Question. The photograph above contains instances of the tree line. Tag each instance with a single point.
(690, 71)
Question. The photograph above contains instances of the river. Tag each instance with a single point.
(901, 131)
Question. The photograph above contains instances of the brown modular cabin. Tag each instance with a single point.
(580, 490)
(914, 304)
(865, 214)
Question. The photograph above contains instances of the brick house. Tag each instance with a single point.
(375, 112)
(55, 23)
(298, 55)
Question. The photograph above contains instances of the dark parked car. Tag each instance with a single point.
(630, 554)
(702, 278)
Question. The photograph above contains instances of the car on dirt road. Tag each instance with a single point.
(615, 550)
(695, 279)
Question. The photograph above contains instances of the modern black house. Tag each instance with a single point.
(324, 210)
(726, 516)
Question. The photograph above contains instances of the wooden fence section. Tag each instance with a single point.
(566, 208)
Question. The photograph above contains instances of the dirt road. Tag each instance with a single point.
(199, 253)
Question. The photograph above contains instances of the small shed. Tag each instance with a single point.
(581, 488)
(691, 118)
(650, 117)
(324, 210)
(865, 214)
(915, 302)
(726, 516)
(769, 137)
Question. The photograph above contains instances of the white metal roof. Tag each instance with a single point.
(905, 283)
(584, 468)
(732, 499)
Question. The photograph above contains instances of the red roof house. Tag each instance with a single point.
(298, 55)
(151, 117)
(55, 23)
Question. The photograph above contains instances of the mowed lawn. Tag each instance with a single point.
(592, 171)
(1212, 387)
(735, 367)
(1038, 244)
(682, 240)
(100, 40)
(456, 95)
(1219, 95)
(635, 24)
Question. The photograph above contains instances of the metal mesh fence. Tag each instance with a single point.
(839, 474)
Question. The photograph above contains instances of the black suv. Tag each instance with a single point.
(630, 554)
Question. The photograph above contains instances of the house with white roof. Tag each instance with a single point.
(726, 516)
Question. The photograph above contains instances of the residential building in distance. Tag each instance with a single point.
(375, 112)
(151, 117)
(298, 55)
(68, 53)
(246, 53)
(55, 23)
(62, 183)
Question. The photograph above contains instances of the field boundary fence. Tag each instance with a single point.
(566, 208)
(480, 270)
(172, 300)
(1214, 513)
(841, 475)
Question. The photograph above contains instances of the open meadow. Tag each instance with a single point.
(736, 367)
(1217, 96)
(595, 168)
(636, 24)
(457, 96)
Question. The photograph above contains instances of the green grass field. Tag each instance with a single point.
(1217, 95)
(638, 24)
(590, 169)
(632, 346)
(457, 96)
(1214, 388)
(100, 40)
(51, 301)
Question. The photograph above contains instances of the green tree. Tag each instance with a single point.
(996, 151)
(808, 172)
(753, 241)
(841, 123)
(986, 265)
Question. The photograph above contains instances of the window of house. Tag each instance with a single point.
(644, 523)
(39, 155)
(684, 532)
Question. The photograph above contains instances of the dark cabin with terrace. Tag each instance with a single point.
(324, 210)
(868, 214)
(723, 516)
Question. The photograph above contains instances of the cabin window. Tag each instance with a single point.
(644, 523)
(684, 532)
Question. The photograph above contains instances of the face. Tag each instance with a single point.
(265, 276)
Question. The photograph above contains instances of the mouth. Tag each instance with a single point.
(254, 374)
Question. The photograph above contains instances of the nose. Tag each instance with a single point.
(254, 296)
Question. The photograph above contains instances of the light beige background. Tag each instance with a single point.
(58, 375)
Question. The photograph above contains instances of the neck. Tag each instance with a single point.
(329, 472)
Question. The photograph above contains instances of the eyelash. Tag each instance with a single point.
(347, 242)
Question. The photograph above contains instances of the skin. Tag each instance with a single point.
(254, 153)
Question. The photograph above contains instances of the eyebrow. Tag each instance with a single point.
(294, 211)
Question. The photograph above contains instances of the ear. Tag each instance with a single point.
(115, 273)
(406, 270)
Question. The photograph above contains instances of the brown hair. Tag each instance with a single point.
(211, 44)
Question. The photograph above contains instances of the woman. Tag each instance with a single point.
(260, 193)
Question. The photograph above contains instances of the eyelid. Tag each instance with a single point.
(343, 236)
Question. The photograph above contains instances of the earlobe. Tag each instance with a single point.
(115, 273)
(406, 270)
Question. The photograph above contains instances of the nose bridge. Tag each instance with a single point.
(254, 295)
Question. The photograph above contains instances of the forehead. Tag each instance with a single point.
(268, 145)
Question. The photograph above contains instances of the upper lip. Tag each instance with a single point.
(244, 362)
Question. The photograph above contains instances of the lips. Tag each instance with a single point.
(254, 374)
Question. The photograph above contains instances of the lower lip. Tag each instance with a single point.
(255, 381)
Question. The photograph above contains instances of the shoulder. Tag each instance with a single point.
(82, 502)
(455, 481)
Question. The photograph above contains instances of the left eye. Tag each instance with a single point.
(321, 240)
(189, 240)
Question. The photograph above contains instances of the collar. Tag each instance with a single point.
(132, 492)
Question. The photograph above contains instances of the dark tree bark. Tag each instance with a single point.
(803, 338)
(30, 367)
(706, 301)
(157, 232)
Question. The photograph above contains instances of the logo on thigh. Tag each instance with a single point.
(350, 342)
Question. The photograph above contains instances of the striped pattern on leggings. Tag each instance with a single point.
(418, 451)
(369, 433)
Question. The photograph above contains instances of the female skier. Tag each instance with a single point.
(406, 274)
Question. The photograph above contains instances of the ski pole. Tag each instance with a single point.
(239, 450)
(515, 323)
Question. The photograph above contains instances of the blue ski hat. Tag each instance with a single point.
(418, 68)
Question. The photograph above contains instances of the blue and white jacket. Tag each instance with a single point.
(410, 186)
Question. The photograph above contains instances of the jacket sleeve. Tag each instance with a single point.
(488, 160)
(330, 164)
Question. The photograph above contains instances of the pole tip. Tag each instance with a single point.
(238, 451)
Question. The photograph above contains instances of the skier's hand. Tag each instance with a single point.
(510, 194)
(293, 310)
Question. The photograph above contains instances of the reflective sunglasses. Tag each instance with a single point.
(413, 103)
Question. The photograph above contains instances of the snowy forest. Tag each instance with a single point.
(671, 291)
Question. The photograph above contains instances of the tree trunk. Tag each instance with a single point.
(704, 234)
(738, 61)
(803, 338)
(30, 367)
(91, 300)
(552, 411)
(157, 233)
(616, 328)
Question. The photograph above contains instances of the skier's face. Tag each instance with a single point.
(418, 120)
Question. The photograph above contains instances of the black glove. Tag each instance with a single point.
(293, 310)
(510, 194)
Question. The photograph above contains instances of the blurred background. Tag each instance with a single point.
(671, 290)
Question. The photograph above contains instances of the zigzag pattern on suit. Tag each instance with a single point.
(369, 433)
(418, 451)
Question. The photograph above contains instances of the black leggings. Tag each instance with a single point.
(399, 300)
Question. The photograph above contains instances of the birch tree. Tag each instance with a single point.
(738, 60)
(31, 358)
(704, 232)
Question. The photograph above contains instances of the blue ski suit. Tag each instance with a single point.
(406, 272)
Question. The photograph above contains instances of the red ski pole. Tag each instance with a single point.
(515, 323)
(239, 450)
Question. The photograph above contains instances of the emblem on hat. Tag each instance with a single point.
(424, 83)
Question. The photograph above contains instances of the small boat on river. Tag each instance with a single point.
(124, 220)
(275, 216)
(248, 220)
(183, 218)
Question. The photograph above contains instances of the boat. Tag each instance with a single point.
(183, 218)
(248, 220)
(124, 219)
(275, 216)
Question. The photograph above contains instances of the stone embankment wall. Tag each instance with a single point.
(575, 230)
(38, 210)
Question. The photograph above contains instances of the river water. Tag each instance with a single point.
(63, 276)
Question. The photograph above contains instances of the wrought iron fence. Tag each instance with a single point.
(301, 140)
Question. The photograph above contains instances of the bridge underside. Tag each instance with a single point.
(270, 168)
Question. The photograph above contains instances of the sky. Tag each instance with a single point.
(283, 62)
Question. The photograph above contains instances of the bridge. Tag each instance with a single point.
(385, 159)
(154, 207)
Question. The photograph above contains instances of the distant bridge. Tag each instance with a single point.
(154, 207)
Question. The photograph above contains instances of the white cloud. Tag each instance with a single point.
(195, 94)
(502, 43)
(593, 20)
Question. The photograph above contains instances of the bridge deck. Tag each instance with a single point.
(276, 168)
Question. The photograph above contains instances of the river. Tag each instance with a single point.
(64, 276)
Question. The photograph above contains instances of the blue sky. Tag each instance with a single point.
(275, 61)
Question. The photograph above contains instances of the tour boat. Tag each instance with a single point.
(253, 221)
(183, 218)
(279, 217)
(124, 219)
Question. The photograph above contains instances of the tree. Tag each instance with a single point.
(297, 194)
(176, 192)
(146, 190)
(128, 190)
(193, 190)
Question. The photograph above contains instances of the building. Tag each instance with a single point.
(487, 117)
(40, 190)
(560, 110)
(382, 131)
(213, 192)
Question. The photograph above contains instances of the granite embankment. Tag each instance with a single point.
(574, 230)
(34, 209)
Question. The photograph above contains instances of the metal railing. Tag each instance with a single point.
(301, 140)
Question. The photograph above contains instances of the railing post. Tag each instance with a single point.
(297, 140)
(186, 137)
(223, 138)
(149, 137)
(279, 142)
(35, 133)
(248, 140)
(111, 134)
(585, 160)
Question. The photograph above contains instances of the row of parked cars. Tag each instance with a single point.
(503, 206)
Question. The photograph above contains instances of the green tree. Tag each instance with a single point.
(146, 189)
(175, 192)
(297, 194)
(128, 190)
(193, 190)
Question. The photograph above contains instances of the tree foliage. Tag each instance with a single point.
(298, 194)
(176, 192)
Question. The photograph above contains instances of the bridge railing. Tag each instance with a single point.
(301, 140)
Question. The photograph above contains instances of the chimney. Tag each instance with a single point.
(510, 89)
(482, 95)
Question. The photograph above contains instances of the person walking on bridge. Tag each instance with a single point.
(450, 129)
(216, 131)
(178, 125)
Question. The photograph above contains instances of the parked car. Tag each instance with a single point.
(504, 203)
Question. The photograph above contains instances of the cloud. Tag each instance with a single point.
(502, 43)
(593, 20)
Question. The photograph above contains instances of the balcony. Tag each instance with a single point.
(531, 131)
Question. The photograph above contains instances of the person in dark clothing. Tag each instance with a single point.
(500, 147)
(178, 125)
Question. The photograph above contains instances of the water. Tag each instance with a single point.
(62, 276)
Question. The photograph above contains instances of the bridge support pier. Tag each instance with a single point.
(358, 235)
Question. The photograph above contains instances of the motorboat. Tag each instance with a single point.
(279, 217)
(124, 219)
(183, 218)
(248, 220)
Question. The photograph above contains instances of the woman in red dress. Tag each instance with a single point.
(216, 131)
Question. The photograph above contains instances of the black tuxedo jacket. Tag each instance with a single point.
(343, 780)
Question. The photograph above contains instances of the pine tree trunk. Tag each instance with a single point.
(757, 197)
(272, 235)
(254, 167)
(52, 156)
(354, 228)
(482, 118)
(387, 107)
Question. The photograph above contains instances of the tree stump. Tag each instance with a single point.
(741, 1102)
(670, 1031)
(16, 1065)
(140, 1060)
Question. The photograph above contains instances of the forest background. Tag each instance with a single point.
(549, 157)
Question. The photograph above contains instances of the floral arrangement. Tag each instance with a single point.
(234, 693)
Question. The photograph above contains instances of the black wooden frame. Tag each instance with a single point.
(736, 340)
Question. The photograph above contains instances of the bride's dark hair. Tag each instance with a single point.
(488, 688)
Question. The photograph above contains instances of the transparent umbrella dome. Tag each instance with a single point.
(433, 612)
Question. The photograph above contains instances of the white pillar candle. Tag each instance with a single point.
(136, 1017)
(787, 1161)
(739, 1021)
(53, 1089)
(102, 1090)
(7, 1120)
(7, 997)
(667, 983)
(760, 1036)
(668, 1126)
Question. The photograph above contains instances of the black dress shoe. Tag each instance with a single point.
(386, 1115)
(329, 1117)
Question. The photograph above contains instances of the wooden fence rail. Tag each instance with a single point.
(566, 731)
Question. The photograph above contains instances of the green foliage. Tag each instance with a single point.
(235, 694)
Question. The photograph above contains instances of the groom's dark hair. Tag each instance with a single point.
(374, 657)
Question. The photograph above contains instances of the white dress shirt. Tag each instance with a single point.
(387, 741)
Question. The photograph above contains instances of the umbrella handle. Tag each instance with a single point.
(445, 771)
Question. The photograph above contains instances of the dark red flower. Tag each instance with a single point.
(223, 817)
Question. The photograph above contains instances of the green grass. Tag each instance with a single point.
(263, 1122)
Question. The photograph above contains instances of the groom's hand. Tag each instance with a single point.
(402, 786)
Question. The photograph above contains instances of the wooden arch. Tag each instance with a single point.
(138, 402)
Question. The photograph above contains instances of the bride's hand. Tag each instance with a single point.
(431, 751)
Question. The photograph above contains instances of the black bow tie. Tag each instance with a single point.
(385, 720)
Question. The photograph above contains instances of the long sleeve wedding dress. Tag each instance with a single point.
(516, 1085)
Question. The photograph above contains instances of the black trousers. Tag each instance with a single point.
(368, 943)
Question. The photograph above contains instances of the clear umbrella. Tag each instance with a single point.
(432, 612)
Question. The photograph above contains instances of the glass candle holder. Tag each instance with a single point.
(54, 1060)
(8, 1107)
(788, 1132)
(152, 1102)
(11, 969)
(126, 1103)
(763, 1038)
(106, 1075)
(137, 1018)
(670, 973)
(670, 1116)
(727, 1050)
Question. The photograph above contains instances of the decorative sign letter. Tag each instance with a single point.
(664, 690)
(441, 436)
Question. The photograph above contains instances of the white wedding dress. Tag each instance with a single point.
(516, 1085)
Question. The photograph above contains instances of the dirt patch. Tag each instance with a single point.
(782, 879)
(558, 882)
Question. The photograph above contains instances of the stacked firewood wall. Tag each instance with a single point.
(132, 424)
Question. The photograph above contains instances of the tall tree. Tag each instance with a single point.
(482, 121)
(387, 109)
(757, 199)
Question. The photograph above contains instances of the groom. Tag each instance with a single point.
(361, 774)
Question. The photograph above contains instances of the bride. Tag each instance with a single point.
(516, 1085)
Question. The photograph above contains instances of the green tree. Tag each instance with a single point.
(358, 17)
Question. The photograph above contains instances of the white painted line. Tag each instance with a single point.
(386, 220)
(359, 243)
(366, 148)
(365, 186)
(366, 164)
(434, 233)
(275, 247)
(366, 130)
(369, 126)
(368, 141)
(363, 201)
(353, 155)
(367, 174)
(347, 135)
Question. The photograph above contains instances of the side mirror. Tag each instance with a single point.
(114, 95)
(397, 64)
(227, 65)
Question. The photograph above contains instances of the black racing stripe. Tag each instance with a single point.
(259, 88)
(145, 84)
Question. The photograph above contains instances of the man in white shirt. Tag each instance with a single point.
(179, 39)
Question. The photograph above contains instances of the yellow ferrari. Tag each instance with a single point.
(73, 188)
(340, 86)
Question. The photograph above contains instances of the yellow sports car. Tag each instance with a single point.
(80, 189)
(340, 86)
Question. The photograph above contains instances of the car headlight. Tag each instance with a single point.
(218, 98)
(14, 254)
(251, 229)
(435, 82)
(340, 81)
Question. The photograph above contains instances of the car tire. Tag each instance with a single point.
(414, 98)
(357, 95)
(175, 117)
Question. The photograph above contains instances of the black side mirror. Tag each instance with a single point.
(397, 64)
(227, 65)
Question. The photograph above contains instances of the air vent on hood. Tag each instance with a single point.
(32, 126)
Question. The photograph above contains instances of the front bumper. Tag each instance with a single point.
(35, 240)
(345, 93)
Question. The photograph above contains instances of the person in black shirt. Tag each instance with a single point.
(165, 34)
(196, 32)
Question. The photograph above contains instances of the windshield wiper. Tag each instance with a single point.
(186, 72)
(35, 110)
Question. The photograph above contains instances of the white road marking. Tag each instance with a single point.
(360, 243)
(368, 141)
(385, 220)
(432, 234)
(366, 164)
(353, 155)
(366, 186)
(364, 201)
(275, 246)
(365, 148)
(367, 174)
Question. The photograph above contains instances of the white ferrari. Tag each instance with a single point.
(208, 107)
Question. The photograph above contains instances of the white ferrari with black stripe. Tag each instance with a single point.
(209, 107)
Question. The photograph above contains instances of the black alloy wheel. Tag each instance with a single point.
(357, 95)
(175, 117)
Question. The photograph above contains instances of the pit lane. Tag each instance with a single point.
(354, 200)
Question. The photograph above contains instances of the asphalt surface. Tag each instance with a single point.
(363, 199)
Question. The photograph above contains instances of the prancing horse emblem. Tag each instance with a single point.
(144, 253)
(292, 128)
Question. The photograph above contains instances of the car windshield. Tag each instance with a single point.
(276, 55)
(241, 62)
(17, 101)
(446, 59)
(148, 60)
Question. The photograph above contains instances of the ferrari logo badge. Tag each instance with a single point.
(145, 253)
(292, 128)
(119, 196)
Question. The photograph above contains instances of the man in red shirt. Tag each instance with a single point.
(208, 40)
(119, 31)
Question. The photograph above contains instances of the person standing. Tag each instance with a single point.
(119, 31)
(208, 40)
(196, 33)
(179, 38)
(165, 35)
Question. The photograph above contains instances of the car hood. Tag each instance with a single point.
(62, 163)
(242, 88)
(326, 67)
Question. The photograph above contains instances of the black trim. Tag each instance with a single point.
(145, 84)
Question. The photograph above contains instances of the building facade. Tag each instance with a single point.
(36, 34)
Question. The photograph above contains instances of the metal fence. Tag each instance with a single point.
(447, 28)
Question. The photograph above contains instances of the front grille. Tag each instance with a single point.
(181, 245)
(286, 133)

• • • • •

An exact repeat of the lines from the one containing "facade. Tag each instance with a single point." through the final line of the entries is the whole answer.

Question. The photograph above contains instances of the building facade. Tag each instance with a single point.
(36, 34)
Question. The photograph above contains instances of the metal fence. Tag each instance with a single point.
(447, 28)
Question. The photograph above contains instances of the front grille. Tag each instance with a single point.
(181, 245)
(286, 133)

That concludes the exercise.